§ Text section:
'''
“
As you know, I didn't say that,” Petraeus said, according to one e-mail to Boot timed off at 2:27 p.m., March 18. “It's in a written submission for the record.”
In other words, Petraeus was arguing that the comments were only in his formal testimony submitted to the Senate Armed Services Committee and were not repeated by him in his brief oral opening statement. However, the written testimony is treated as part of the official record at congressional hearings with no meaningful distinction from oral testimony.
In another e-mail, as Petraeus solicited Boot’s help in tamping down any controversy over the Israeli remarks, the general ended the message with a military “Roger” and a sideways happy face, made from a colon, a dash and a closed parenthesis, :-) .
The e-mails were made public by James Morris, who runs a Web site called “Neocon Zionist Threat to America.” He said he apparently got them by accident when he sent a March 19 e-mail congratulating Petraeus for his testimony and Petraeus responded by forwarding one of Boot’s blog posts that knocked down the story of the general’s implicit criticism of Israel.
Petraeus forwarded Boot’s blog item, entitled “A Lie: David Petraeus, Anti-Israel,” which had been posted at the Commentary magazine site at 3:11 p.m. on March 18. However, Petraeus apparently forgot to delete some of the other exchanges between him and Boot at the bottom of the e-mail.
'''
Records excerpted from a collection:
'''
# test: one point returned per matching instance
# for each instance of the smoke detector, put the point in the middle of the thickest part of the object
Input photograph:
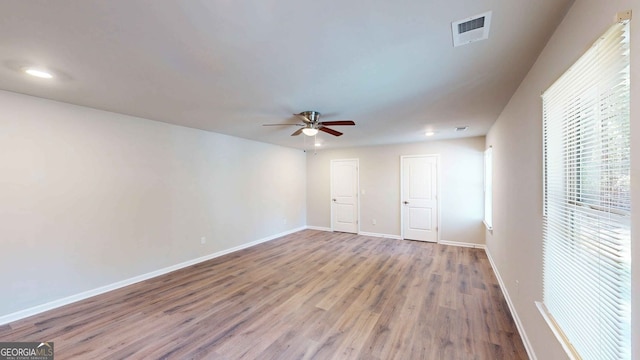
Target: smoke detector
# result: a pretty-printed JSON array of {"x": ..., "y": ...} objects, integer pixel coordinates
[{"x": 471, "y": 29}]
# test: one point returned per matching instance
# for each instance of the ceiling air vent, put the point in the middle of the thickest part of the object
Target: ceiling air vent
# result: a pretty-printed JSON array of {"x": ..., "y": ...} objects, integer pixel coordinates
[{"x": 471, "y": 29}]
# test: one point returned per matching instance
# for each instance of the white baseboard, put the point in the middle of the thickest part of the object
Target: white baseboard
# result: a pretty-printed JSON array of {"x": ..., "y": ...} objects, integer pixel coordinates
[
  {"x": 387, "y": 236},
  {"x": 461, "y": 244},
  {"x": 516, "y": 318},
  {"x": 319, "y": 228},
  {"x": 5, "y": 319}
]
'''
'''
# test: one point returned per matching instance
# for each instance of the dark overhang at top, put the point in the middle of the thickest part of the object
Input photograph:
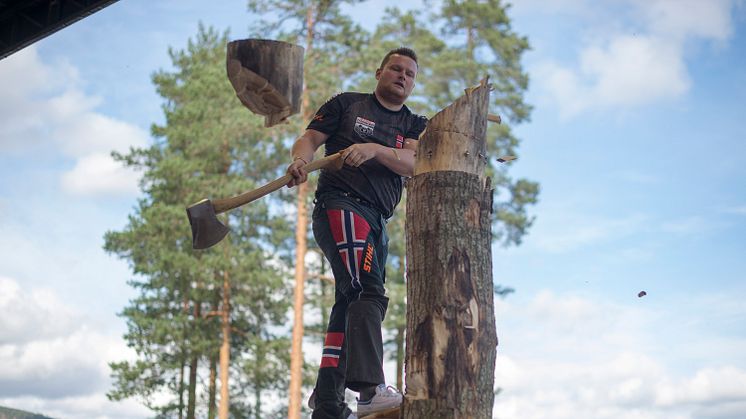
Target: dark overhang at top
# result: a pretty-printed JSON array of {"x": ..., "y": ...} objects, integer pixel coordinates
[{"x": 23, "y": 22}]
'''
'''
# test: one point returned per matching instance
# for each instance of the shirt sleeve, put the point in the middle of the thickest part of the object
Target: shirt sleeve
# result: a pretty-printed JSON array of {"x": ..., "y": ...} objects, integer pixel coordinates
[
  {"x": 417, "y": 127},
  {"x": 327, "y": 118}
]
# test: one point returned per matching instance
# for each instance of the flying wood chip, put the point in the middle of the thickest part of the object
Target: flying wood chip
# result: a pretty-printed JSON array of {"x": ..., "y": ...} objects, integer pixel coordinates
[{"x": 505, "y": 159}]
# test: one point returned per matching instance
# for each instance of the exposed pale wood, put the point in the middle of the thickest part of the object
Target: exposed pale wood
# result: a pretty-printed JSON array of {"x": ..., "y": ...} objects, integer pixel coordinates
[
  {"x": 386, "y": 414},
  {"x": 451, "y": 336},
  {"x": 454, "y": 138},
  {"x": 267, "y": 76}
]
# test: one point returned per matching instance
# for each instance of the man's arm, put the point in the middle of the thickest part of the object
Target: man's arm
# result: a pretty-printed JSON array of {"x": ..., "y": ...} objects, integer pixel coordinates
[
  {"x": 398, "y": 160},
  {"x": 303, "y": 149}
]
'''
§ Instructions:
[1] Name every person mentioned in the news excerpt about the Petraeus e-mails.
[2] Report how many lines of the records contain the string "ceiling", and give only the number.
The records above bear no relation to the news excerpt.

§ Solutions by task:
[1] Petraeus (also called David Petraeus), Boot, James Morris

[2] 2